TASK TO COMPLETE — A complete copy of the entries, exactly as written, is the expected result.
[[ DATA EXTRACTS, beginning ]]
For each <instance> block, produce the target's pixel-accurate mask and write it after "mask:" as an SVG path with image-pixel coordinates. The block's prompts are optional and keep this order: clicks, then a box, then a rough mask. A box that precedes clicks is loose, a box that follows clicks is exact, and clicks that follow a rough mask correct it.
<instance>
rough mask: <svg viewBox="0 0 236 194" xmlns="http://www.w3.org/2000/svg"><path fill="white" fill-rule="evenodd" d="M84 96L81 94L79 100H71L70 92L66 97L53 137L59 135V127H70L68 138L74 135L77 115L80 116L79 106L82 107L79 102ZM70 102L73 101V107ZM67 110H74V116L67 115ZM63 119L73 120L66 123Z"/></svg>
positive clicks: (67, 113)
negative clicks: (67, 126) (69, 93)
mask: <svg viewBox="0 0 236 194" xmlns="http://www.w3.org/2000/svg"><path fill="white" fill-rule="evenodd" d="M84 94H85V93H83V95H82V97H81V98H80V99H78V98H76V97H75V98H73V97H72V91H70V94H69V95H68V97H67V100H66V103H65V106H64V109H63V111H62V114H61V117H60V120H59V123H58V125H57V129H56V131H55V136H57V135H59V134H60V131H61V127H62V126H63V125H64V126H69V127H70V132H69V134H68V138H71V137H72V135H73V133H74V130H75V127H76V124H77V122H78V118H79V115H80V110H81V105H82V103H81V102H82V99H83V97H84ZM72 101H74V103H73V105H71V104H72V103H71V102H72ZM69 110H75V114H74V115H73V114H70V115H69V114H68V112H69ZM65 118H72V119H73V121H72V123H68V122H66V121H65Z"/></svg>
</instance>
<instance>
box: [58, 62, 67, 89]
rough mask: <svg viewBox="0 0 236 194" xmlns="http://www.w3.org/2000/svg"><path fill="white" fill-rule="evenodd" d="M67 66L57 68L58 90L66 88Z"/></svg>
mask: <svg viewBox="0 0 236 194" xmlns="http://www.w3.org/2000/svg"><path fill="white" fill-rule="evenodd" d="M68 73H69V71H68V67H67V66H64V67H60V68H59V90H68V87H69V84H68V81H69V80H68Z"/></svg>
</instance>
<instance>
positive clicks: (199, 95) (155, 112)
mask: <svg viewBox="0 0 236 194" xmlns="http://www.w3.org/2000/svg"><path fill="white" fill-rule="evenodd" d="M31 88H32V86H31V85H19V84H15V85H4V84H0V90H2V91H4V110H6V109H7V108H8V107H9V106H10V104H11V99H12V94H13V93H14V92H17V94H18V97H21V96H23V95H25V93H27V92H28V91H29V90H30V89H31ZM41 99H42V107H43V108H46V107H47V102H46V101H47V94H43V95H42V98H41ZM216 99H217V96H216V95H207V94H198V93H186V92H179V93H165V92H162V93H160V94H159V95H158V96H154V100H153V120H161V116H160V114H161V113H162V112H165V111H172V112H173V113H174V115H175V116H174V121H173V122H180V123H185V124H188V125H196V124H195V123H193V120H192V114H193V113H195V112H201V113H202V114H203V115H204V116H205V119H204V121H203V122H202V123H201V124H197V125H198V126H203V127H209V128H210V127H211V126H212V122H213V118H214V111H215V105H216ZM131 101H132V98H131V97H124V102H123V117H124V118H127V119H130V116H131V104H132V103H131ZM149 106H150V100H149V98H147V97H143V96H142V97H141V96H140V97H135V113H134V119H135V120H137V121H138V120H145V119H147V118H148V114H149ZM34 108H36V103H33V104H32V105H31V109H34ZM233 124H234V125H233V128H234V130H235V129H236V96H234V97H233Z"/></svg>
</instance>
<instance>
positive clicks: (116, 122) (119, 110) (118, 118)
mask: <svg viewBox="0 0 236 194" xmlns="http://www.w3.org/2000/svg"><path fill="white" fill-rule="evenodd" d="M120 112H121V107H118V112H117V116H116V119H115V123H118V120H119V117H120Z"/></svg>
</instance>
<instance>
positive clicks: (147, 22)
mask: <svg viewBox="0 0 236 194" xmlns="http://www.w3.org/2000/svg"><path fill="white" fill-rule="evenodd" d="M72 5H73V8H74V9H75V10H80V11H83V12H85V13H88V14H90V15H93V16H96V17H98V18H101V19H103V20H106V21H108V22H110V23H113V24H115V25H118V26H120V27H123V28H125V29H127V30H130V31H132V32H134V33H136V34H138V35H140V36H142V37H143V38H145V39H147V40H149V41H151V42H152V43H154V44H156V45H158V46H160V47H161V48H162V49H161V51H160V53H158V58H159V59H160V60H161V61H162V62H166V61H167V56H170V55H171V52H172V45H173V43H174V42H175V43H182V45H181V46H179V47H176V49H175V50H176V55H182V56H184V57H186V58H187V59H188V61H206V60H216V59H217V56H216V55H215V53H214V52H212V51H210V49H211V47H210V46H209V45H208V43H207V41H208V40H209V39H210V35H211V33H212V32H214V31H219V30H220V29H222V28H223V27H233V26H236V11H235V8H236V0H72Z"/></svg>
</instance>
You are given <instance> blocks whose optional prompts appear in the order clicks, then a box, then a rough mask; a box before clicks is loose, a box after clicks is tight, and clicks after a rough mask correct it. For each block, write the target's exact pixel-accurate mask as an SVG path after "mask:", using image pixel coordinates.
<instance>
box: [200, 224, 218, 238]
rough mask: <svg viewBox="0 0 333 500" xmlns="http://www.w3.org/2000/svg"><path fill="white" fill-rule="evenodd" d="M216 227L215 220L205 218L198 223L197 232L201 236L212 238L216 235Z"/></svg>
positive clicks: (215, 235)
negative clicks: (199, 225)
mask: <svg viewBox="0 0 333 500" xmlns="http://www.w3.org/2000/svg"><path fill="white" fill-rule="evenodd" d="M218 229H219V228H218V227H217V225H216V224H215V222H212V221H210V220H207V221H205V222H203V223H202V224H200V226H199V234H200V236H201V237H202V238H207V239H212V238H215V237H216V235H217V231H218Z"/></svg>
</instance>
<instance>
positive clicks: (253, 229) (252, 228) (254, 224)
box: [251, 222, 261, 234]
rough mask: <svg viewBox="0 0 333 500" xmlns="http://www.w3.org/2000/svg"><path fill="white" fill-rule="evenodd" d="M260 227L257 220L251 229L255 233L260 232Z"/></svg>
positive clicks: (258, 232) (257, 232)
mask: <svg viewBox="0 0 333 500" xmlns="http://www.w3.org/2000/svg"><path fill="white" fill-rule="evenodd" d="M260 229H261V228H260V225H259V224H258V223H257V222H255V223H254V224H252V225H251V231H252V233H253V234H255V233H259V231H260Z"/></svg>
[[ DATA EXTRACTS, end ]]
RESULT OF THE TASK —
For each <instance> block, produce the target's pixel-accurate mask and write it after "mask:" as an SVG path with image-pixel coordinates. The block's prompts are optional and keep this order: clicks, then a box, then a rough mask. A box that precedes clicks is loose, a box that follows clicks is exact, and clicks that follow a rough mask correct it.
<instance>
rough mask: <svg viewBox="0 0 236 194" xmlns="http://www.w3.org/2000/svg"><path fill="white" fill-rule="evenodd" d="M84 96L81 94L79 100H71L70 92L66 97L53 137L59 135V127H70L68 138L74 135L77 115L80 116L79 106L82 107L79 102ZM70 102L73 101V107ZM67 110H74V116L67 115ZM63 119L73 120L66 123Z"/></svg>
positive clicks: (67, 113)
negative clicks: (67, 126) (69, 93)
mask: <svg viewBox="0 0 236 194" xmlns="http://www.w3.org/2000/svg"><path fill="white" fill-rule="evenodd" d="M84 94H85V93H83V95H82V97H81V98H80V99H78V98H76V97H75V98H73V97H72V91H70V94H69V95H68V97H67V100H66V103H65V106H64V109H63V111H62V114H61V117H60V120H59V123H58V125H57V129H56V131H55V136H57V135H59V134H60V131H61V127H62V126H63V125H64V126H69V127H70V132H69V134H68V138H71V137H72V135H73V133H74V130H75V127H76V124H77V122H78V118H79V115H80V110H81V105H82V103H81V102H82V99H83V97H84ZM72 101H74V103H73V105H71V104H72V103H71V102H72ZM69 110H75V114H74V115H73V114H70V115H69V114H68V112H69ZM65 118H72V119H73V121H72V123H68V122H66V121H65Z"/></svg>
</instance>
<instance>
box: [58, 62, 67, 89]
rough mask: <svg viewBox="0 0 236 194" xmlns="http://www.w3.org/2000/svg"><path fill="white" fill-rule="evenodd" d="M67 66L57 68L58 90L66 88Z"/></svg>
mask: <svg viewBox="0 0 236 194" xmlns="http://www.w3.org/2000/svg"><path fill="white" fill-rule="evenodd" d="M68 73H69V71H68V67H67V66H64V67H60V68H59V90H68V87H69V84H68V81H69V80H68Z"/></svg>
</instance>
<instance>
positive clicks: (199, 95) (155, 112)
mask: <svg viewBox="0 0 236 194" xmlns="http://www.w3.org/2000/svg"><path fill="white" fill-rule="evenodd" d="M31 88H32V86H31V85H19V84H15V85H4V84H0V90H2V91H4V110H6V109H7V108H8V107H9V106H10V104H11V99H12V94H13V93H14V92H17V94H18V97H21V96H23V95H25V93H27V92H28V91H29V90H30V89H31ZM41 99H42V107H43V108H46V107H47V102H46V101H47V94H43V95H42V98H41ZM216 99H217V96H216V95H207V94H198V93H186V92H179V93H165V92H162V93H160V94H159V95H158V96H154V100H153V120H161V116H160V114H161V113H162V112H165V111H172V112H173V113H174V115H175V116H174V121H173V122H180V123H185V124H188V125H196V124H195V123H193V120H192V114H193V113H195V112H201V113H202V114H203V115H204V116H205V119H204V121H203V122H202V123H201V124H197V125H198V126H203V127H209V128H210V127H211V126H212V122H213V118H214V111H215V105H216ZM131 101H132V98H131V97H124V102H123V117H124V118H127V119H130V116H131V104H132V103H131ZM149 106H150V100H149V98H147V97H143V96H142V97H141V96H140V97H135V113H134V119H135V120H137V121H138V120H145V119H147V118H148V114H149ZM34 108H36V103H33V104H32V105H31V109H34ZM233 124H234V125H233V128H234V130H235V129H236V96H234V97H233Z"/></svg>
</instance>
<instance>
positive clicks: (116, 122) (119, 110) (118, 118)
mask: <svg viewBox="0 0 236 194" xmlns="http://www.w3.org/2000/svg"><path fill="white" fill-rule="evenodd" d="M120 112H121V107H118V112H117V116H116V119H115V123H118V120H119V117H120Z"/></svg>
</instance>
<instance>
positive clicks: (147, 22)
mask: <svg viewBox="0 0 236 194" xmlns="http://www.w3.org/2000/svg"><path fill="white" fill-rule="evenodd" d="M72 5H73V8H74V9H75V10H80V11H83V12H85V13H88V14H90V15H93V16H96V17H98V18H101V19H103V20H106V21H108V22H110V23H113V24H115V25H118V26H120V27H123V28H125V29H127V30H130V31H132V32H134V33H136V34H138V35H140V36H142V37H143V38H145V39H147V40H149V41H151V42H152V43H154V44H156V45H158V46H160V47H161V48H162V49H161V51H160V53H158V58H159V59H160V60H161V61H162V62H166V61H167V56H170V55H171V52H172V45H173V43H174V42H175V43H182V45H181V46H179V47H176V49H175V50H176V55H182V56H184V57H186V58H187V59H188V61H206V60H216V59H217V56H216V55H215V53H214V52H212V51H210V49H211V47H210V46H209V45H208V43H207V41H208V40H209V39H210V35H211V33H212V32H214V31H219V30H220V29H222V28H223V27H233V26H236V11H235V8H236V0H72Z"/></svg>
</instance>
You are given <instance> blocks whose optional prompts appear in the order clicks, then a box, then a rough mask; a box before clicks is loose, a box after clicks is tight, and clicks after a rough mask correct it. For each block, write the target's exact pixel-accurate mask as an SVG path after "mask:", using image pixel coordinates.
<instance>
box: [200, 224, 218, 238]
rough mask: <svg viewBox="0 0 333 500" xmlns="http://www.w3.org/2000/svg"><path fill="white" fill-rule="evenodd" d="M216 227L215 220L205 218L198 223L197 232L201 236L212 238L216 235Z"/></svg>
positive clicks: (215, 235)
negative clicks: (199, 225)
mask: <svg viewBox="0 0 333 500" xmlns="http://www.w3.org/2000/svg"><path fill="white" fill-rule="evenodd" d="M218 229H219V228H218V227H217V225H216V224H215V222H212V221H210V220H207V221H205V222H203V223H202V224H200V226H199V234H200V236H201V237H202V238H207V239H212V238H215V237H216V235H217V231H218Z"/></svg>
</instance>
<instance>
positive clicks: (253, 229) (252, 228) (254, 224)
box: [251, 222, 261, 234]
rough mask: <svg viewBox="0 0 333 500" xmlns="http://www.w3.org/2000/svg"><path fill="white" fill-rule="evenodd" d="M260 227L257 220L251 229L255 233L260 232Z"/></svg>
positive clicks: (258, 232) (257, 232)
mask: <svg viewBox="0 0 333 500" xmlns="http://www.w3.org/2000/svg"><path fill="white" fill-rule="evenodd" d="M260 229H261V228H260V225H259V224H258V223H257V222H255V223H254V224H252V225H251V231H252V233H253V234H255V233H259V231H260Z"/></svg>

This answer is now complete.